Short exercise
Find each line in the records below that contains the word "riding", and copy those lines out.

## BEGIN Raw data

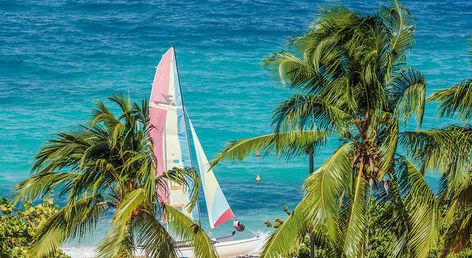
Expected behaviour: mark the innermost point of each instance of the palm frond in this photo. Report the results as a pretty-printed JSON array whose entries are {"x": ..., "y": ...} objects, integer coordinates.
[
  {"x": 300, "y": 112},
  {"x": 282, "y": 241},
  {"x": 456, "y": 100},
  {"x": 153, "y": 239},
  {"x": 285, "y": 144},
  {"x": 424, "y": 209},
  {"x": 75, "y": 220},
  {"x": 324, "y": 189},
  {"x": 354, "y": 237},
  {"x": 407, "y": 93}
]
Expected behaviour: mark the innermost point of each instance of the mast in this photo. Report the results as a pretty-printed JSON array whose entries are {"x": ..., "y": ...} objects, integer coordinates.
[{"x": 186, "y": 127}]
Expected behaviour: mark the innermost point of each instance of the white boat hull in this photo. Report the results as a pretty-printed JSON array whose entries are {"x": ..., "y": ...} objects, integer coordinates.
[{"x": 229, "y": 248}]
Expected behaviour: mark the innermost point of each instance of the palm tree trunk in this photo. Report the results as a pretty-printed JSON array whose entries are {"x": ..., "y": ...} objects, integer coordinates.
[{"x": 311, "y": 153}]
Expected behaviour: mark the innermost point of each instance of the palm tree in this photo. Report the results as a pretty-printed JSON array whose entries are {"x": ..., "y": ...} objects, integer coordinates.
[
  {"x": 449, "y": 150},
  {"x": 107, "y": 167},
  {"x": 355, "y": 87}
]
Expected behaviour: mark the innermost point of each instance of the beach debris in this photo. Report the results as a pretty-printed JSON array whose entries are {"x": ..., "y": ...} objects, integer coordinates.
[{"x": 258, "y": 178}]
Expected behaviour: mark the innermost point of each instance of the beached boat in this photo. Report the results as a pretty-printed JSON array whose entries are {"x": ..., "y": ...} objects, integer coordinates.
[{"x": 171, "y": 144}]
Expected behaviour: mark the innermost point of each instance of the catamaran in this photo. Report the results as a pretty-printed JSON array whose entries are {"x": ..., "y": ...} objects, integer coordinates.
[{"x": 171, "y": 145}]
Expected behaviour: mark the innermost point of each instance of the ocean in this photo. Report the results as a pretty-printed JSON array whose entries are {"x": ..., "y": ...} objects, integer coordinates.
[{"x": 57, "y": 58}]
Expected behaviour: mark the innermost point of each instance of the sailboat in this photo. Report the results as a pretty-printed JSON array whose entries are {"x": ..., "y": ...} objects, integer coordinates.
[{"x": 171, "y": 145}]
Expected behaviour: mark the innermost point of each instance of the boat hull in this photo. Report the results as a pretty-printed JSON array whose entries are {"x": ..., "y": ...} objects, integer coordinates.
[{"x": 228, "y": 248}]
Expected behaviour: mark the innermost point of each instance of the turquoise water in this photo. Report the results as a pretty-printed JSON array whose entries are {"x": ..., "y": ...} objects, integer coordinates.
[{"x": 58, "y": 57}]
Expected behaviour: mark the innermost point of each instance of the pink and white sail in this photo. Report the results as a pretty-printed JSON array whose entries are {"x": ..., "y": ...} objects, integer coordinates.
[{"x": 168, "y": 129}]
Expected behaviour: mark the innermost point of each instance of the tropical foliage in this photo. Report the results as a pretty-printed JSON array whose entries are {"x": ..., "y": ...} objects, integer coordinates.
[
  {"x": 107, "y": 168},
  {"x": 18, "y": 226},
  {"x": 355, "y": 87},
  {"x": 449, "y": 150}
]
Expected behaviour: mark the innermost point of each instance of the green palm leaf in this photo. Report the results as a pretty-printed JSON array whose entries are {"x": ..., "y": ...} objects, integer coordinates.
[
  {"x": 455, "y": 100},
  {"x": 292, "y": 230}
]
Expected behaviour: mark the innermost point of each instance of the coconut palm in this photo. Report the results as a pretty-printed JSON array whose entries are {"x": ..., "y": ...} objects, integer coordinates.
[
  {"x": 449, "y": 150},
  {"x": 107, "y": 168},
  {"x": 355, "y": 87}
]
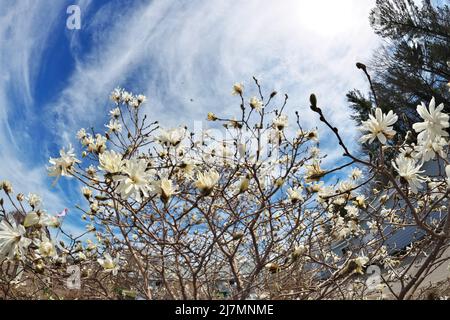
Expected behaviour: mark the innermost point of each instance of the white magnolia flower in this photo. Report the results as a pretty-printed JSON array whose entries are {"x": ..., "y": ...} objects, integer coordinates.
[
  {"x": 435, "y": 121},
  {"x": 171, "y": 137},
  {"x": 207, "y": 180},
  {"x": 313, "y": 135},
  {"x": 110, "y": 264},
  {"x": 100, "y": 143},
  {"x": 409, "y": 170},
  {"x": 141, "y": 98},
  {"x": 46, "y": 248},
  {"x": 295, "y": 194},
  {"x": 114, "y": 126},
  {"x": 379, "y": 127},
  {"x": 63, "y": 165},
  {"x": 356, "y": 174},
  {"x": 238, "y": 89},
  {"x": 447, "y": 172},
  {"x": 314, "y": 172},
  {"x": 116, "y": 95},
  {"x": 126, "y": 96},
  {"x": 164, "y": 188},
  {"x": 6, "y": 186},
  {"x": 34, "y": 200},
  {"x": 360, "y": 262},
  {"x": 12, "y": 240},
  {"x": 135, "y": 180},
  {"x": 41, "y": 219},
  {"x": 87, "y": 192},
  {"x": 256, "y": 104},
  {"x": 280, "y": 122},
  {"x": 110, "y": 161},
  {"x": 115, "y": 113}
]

## END Raw data
## BEGIN Raw data

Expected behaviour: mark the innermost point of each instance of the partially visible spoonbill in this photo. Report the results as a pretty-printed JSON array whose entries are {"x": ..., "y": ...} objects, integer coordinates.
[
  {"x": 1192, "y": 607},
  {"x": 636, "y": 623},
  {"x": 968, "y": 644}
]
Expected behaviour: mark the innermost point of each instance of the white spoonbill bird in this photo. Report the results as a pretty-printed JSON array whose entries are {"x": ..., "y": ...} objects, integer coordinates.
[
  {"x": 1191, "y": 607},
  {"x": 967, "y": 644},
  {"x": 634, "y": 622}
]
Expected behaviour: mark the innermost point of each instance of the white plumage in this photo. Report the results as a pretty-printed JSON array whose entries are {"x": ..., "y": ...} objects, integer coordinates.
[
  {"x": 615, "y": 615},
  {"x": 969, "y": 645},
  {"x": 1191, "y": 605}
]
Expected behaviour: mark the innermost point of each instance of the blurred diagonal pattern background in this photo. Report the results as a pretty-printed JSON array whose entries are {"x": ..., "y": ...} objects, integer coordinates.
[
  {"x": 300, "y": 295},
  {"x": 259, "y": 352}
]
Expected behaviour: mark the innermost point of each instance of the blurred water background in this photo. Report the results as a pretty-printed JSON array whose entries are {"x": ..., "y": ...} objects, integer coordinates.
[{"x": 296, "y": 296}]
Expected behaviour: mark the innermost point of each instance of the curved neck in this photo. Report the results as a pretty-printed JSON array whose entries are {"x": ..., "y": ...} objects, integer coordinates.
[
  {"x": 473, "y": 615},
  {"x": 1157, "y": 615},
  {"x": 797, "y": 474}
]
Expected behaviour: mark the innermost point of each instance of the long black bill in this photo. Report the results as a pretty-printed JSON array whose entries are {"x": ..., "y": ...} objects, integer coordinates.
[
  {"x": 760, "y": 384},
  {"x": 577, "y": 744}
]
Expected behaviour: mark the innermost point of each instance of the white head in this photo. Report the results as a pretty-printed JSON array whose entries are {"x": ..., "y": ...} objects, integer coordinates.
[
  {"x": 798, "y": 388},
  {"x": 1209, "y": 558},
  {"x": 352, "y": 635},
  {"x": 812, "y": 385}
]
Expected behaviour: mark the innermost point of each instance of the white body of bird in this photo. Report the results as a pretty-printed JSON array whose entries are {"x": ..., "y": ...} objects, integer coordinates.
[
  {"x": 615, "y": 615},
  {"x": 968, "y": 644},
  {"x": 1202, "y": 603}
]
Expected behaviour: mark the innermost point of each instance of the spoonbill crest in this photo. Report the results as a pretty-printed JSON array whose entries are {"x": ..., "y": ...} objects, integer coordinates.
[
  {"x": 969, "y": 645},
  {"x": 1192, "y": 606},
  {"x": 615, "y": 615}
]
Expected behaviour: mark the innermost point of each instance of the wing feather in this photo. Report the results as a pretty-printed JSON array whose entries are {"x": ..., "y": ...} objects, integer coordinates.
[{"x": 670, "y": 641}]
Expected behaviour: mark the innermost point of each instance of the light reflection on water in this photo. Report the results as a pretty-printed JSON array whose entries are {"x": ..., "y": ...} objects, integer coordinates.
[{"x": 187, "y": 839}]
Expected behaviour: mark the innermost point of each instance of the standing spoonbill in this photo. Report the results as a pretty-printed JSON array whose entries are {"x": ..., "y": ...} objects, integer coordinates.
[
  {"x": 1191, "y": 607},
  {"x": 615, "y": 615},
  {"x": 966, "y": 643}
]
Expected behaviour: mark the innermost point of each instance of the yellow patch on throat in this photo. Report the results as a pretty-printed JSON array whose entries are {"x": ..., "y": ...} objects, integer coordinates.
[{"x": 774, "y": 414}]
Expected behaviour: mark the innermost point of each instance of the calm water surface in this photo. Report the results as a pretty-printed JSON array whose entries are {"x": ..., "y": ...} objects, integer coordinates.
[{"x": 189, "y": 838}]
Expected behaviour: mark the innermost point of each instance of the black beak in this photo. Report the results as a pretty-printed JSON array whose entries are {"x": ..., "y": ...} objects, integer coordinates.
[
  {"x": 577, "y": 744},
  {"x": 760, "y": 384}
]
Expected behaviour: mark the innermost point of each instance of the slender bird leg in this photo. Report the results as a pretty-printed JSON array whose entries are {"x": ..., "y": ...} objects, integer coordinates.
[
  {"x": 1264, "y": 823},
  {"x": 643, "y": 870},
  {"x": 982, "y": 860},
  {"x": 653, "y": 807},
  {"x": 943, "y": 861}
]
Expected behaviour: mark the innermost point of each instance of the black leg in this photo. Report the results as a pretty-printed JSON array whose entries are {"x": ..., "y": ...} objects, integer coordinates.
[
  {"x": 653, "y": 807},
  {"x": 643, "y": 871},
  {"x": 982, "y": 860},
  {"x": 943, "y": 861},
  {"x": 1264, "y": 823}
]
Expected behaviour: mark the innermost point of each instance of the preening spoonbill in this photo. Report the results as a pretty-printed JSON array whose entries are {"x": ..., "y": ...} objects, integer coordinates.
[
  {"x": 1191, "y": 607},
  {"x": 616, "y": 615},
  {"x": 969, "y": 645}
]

## END Raw data
## BEGIN Raw data

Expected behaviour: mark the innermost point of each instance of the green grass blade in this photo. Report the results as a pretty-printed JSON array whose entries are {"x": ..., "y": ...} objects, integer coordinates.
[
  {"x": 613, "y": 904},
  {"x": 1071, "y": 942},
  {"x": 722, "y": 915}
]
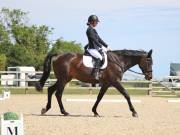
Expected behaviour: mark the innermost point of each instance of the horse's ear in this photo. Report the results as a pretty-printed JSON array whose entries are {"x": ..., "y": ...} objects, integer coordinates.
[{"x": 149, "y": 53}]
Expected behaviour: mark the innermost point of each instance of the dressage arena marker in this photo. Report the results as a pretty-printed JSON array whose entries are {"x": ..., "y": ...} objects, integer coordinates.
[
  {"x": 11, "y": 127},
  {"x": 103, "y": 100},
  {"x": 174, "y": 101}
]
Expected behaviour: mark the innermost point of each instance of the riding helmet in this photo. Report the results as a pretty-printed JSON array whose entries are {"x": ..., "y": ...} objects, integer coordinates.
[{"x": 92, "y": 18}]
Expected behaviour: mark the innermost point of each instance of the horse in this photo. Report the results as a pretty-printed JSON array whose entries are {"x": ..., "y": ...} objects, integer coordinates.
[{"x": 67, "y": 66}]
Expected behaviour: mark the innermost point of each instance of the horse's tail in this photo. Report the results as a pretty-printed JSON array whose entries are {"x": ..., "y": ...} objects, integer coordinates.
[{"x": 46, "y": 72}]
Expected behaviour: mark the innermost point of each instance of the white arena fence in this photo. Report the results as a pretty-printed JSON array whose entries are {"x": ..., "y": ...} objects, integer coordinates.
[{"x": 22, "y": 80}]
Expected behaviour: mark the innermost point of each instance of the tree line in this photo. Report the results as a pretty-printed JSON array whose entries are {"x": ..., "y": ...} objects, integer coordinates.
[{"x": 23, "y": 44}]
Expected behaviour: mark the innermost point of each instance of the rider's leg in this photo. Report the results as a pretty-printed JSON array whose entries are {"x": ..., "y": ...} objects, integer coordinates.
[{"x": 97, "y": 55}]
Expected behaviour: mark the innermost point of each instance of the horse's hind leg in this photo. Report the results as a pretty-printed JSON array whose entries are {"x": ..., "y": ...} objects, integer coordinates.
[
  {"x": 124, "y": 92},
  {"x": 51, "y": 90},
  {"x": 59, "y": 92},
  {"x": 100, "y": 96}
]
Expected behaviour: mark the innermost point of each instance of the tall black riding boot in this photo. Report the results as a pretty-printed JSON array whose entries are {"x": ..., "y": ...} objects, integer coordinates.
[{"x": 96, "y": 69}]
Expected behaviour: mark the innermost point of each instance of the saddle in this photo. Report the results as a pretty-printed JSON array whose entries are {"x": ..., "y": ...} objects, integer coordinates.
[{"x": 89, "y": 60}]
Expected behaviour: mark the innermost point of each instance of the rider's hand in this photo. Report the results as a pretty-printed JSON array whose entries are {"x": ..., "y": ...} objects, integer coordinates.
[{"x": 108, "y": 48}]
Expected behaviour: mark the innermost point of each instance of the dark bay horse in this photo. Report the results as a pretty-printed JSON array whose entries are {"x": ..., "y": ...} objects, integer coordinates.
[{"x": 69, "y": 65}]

## END Raw data

The solution
Expected behaviour: mark the innermost point of each instance of the riding helmet in this photo. Report the results as a pretty-printed JSON array whose entries are {"x": ..., "y": ...} objects, integer coordinates.
Expected behaviour: mark the innermost point of each instance of the tall black riding boot in this photo. Report the results as a pretty-printed JSON array whose entries are {"x": ..., "y": ...} objects, integer coordinates.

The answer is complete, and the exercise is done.